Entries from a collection
......

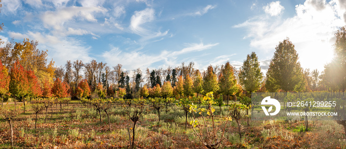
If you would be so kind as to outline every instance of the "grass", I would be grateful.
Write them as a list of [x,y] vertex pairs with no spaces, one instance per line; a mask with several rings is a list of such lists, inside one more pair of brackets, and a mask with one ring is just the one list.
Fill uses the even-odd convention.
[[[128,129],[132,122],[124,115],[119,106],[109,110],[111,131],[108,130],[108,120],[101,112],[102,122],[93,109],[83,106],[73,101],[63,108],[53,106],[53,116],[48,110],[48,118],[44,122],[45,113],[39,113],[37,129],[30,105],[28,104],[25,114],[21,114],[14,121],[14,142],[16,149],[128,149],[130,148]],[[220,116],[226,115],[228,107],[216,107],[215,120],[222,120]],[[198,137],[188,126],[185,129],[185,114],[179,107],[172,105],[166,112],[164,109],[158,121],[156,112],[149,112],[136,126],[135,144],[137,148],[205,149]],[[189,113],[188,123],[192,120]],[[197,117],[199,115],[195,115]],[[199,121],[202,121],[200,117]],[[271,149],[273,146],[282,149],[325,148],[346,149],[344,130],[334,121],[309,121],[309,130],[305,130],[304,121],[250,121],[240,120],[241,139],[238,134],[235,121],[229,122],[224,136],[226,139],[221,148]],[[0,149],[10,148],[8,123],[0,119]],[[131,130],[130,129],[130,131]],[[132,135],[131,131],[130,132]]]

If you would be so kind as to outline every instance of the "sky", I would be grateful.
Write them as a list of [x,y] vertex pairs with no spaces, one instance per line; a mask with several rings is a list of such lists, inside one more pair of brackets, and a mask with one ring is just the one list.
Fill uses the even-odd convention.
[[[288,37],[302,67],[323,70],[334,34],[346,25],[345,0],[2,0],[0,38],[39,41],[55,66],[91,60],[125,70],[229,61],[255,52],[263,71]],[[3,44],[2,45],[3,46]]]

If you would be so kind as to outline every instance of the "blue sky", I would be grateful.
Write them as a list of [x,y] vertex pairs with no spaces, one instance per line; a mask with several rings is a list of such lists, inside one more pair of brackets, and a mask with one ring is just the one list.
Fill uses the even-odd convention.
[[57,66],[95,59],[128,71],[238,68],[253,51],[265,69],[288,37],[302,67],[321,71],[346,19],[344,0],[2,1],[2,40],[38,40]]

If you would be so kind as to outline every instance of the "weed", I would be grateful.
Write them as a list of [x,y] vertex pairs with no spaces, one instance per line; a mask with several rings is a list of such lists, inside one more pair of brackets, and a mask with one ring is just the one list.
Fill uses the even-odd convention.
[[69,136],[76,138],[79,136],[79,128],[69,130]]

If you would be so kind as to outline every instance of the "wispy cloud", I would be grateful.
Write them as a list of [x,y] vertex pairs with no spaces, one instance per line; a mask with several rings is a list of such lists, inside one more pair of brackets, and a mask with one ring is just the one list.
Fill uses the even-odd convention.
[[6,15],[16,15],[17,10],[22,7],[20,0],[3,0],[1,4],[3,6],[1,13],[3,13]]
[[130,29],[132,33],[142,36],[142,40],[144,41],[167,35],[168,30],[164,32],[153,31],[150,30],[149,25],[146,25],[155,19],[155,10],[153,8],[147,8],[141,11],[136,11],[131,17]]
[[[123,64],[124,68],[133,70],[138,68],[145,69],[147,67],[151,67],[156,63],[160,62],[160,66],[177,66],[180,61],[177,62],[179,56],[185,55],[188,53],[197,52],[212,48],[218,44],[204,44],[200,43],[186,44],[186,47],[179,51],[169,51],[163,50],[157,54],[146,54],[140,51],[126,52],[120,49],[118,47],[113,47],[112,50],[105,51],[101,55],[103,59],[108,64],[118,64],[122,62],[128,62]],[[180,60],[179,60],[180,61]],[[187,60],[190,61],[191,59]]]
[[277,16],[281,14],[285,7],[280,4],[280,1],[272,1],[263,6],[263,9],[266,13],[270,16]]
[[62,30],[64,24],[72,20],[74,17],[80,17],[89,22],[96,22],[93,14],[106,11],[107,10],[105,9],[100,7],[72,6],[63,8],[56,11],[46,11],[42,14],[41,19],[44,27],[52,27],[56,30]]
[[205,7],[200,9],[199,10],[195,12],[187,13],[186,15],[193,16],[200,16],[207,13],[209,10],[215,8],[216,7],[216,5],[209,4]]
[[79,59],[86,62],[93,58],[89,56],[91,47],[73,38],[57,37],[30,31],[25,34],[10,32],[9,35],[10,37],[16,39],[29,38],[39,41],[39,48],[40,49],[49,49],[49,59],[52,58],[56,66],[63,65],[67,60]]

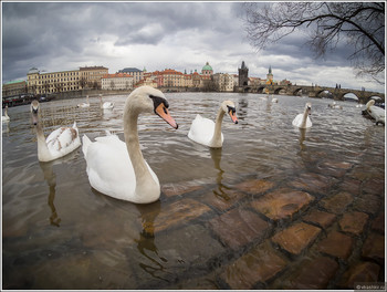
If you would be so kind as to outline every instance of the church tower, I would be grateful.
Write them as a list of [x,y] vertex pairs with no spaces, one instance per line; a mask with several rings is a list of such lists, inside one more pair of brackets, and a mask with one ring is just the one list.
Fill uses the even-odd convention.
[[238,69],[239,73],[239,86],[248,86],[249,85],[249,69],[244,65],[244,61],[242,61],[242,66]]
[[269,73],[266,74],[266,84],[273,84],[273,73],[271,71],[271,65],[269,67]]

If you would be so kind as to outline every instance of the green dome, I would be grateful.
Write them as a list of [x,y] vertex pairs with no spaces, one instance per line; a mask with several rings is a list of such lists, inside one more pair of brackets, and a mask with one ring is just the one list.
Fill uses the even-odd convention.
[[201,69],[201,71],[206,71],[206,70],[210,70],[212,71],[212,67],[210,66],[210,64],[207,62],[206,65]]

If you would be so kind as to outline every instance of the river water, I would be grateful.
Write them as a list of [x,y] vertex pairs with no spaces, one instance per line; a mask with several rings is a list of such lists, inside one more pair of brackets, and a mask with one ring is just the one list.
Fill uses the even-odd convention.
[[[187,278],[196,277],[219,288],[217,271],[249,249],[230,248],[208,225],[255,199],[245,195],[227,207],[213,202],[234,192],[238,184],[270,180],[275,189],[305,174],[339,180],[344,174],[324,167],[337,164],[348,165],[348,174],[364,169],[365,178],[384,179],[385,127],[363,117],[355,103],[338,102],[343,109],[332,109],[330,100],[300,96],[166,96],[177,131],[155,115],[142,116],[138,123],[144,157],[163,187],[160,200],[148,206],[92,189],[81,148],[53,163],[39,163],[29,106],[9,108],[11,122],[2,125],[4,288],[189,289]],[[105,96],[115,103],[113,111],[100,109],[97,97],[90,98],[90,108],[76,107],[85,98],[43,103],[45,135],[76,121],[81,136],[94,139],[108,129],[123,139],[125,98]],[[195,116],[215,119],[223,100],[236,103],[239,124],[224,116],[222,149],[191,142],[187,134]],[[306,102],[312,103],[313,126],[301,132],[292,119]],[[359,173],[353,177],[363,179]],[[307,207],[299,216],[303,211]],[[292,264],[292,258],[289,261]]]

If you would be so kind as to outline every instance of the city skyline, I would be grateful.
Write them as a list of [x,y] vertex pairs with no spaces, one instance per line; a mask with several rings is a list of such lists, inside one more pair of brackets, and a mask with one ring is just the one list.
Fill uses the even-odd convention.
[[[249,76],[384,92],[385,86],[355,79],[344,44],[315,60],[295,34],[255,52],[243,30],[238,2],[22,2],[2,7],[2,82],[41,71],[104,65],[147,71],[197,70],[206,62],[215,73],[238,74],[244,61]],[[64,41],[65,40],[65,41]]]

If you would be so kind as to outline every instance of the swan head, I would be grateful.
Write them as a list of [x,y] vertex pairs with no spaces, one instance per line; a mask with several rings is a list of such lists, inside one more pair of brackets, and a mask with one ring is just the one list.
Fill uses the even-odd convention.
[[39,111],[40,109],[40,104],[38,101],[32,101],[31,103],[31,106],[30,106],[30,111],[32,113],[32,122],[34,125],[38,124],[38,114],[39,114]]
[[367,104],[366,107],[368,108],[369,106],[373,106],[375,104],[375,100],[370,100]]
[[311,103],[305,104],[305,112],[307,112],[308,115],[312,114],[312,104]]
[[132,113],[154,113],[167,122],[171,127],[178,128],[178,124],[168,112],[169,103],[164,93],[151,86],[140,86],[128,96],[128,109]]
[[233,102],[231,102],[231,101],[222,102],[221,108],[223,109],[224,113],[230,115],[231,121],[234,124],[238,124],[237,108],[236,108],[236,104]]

......

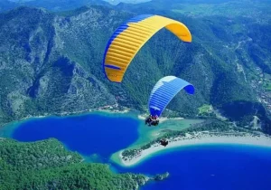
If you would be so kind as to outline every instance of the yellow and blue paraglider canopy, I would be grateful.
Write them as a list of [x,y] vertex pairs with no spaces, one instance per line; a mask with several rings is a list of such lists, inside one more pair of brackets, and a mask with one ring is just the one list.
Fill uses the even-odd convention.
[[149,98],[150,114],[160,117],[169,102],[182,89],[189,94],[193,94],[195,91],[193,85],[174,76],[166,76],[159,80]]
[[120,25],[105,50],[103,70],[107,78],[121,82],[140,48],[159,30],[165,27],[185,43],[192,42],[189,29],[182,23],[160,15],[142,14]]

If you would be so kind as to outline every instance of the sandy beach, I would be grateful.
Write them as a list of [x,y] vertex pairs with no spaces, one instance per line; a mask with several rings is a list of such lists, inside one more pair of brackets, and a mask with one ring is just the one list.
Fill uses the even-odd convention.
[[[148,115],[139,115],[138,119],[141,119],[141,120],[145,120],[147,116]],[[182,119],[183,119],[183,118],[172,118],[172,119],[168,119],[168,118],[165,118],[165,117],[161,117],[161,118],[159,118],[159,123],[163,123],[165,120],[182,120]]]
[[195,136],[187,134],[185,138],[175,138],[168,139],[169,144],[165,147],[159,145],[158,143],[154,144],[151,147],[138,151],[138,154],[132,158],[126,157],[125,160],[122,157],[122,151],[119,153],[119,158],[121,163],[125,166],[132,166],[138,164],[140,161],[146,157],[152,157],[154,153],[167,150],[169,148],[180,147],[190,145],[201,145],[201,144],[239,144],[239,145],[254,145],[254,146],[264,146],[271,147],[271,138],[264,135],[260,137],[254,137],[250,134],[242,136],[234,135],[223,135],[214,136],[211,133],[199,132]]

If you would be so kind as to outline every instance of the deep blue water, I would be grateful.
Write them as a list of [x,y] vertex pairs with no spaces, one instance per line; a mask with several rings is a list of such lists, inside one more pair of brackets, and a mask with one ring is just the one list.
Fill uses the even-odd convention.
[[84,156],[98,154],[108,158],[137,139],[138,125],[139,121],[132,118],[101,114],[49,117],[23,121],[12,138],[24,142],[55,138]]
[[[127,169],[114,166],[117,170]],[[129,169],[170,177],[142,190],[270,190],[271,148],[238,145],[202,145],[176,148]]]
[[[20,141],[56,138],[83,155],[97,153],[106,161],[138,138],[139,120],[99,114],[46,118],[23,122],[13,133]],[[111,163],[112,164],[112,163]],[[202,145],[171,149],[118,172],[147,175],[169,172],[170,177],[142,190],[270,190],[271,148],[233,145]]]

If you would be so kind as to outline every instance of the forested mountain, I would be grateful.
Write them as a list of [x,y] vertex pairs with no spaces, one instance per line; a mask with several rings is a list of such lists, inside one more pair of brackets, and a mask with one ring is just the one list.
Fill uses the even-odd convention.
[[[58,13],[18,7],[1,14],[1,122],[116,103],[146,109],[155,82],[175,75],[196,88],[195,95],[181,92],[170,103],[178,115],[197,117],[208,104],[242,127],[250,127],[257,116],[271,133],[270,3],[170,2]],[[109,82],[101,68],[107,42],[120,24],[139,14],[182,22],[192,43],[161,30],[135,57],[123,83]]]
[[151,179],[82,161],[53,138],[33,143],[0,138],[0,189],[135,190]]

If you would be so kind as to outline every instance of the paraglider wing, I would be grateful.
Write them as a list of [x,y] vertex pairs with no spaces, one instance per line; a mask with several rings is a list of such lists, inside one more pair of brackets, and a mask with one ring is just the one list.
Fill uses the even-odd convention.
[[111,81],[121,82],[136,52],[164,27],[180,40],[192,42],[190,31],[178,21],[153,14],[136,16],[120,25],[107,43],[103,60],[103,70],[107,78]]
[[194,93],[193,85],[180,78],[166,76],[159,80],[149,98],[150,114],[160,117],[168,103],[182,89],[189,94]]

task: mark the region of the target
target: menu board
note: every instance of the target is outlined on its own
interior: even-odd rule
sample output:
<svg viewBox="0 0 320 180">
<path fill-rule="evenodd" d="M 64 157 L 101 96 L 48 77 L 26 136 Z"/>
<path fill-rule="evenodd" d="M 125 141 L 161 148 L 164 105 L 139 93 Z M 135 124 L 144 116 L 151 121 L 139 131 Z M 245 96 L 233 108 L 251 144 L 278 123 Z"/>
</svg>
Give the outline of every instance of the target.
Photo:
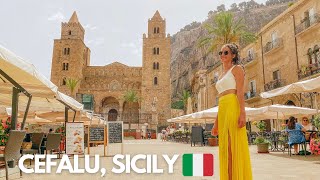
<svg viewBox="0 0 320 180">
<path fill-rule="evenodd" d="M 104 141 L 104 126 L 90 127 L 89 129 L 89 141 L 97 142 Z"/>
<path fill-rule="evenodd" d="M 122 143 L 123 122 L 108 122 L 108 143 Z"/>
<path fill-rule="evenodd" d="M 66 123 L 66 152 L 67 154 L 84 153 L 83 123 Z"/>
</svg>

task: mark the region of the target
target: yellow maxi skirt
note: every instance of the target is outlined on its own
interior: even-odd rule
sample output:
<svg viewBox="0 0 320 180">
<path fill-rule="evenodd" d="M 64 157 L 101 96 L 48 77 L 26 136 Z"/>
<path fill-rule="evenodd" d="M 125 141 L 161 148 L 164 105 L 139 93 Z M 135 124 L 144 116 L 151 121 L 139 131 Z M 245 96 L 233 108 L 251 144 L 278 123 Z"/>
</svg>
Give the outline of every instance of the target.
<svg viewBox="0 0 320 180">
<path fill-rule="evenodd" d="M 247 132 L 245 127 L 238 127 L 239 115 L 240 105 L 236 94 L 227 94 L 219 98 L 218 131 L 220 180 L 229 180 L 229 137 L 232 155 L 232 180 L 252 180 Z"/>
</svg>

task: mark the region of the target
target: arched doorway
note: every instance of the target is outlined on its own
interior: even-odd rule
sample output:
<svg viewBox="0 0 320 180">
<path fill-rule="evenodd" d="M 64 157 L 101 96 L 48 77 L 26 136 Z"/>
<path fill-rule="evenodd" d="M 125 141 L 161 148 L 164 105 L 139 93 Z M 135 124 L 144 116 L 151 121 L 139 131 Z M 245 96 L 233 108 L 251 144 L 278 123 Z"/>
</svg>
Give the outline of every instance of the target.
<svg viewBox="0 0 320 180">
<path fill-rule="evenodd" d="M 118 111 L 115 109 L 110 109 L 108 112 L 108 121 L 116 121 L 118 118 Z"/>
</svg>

......

Extract every line from the two blocks above that contains the word "paraglider".

If you would be so kind as to outline every instance of the yellow and blue paraglider canopy, I would be grateful.
If you would be so kind as to outline every instance of the paraglider wing, I would be grateful.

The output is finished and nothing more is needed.